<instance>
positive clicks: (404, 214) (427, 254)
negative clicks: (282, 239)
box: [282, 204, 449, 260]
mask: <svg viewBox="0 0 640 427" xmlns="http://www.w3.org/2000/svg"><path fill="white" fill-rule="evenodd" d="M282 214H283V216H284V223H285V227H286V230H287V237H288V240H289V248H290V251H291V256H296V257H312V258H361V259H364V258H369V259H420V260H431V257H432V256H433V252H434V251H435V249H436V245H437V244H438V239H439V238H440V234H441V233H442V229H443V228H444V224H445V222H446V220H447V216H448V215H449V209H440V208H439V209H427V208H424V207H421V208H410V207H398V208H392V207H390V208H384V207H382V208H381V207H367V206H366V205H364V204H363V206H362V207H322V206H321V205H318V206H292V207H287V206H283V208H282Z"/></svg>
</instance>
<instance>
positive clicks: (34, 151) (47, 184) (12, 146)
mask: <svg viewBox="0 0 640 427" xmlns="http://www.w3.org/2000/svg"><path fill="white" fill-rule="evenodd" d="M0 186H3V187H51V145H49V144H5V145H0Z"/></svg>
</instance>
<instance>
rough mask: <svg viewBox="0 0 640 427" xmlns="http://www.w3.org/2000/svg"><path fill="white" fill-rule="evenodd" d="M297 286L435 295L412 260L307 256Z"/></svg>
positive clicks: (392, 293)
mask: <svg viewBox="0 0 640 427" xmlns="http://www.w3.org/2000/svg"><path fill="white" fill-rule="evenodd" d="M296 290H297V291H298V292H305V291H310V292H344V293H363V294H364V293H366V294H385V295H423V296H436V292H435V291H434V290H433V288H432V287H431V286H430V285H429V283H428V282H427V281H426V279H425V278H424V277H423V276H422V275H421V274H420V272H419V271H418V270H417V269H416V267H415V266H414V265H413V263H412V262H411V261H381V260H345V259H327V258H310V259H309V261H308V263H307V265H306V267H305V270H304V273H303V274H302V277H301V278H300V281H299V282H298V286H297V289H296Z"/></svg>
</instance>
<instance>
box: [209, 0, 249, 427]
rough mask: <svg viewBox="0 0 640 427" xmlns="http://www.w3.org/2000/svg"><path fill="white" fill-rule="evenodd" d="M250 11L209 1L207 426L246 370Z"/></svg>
--
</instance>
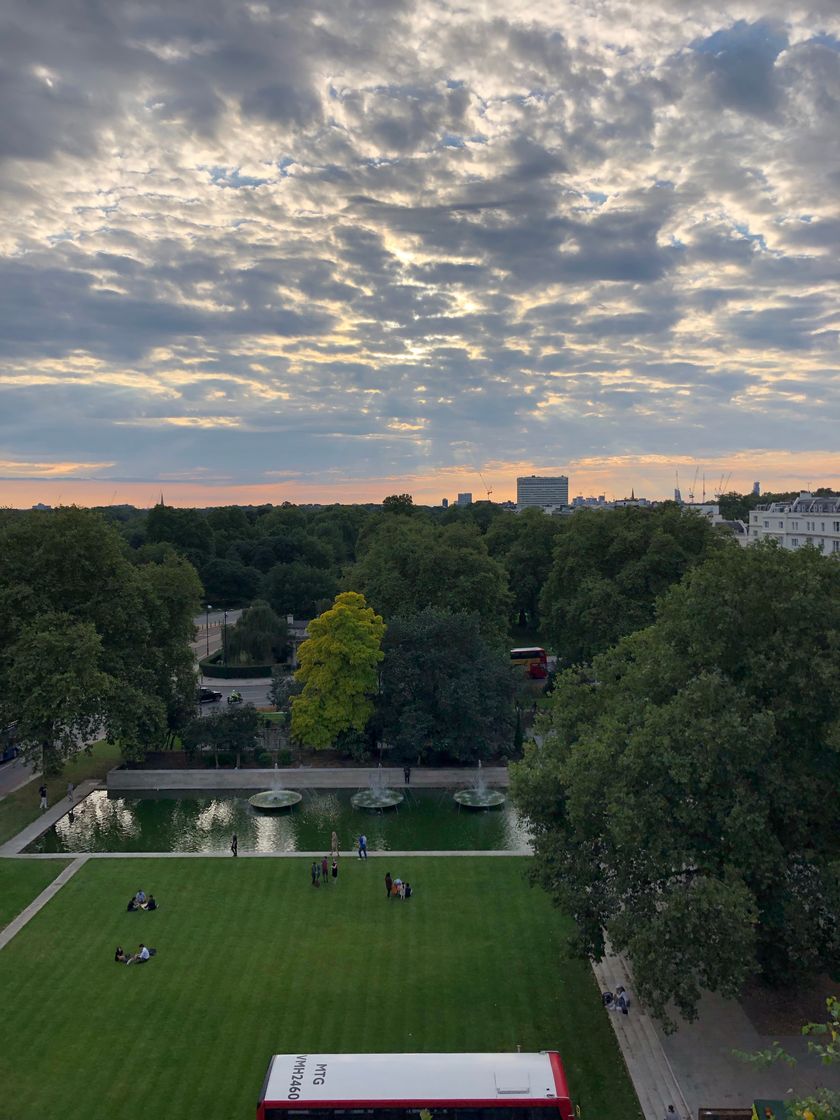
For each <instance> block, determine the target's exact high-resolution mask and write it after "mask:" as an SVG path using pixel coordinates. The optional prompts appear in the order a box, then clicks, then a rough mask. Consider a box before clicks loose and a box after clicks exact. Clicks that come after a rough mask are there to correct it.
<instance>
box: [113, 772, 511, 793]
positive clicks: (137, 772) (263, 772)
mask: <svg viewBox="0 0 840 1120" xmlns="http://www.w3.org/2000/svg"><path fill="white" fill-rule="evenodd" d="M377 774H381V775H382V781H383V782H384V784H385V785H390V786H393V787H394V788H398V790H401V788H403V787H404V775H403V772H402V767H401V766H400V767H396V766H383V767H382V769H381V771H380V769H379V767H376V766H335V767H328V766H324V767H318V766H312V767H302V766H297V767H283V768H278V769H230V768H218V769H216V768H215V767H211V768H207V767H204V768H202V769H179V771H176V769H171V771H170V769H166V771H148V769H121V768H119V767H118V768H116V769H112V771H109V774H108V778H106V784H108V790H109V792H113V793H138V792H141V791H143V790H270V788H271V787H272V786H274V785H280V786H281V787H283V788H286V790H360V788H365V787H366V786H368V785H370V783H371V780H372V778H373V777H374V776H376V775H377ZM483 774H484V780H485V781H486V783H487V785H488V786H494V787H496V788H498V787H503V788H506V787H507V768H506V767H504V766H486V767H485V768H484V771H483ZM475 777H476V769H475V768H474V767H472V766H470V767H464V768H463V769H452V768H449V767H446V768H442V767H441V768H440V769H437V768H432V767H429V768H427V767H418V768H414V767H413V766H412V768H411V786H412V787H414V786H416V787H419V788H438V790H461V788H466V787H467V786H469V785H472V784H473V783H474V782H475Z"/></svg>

• _Action item_
Take every line in the preceding listing that contains "rough" and copy it.

• _Solution to this problem_
rough mask: <svg viewBox="0 0 640 427" xmlns="http://www.w3.org/2000/svg"><path fill="white" fill-rule="evenodd" d="M297 286L435 295L412 260L307 256Z"/></svg>
rough mask: <svg viewBox="0 0 640 427" xmlns="http://www.w3.org/2000/svg"><path fill="white" fill-rule="evenodd" d="M250 11L209 1L207 426L246 370Z"/></svg>
For each <instance> block, determine the target's exact high-resolution mask and write it after "mask:" as an SVG path using pixel coordinates. The optional prompts appear in the order a box, then clicks, then a rough mask. Consider a box before clicks loose and a box after clicks exact. Clicks that come after a rough mask are there to correct it.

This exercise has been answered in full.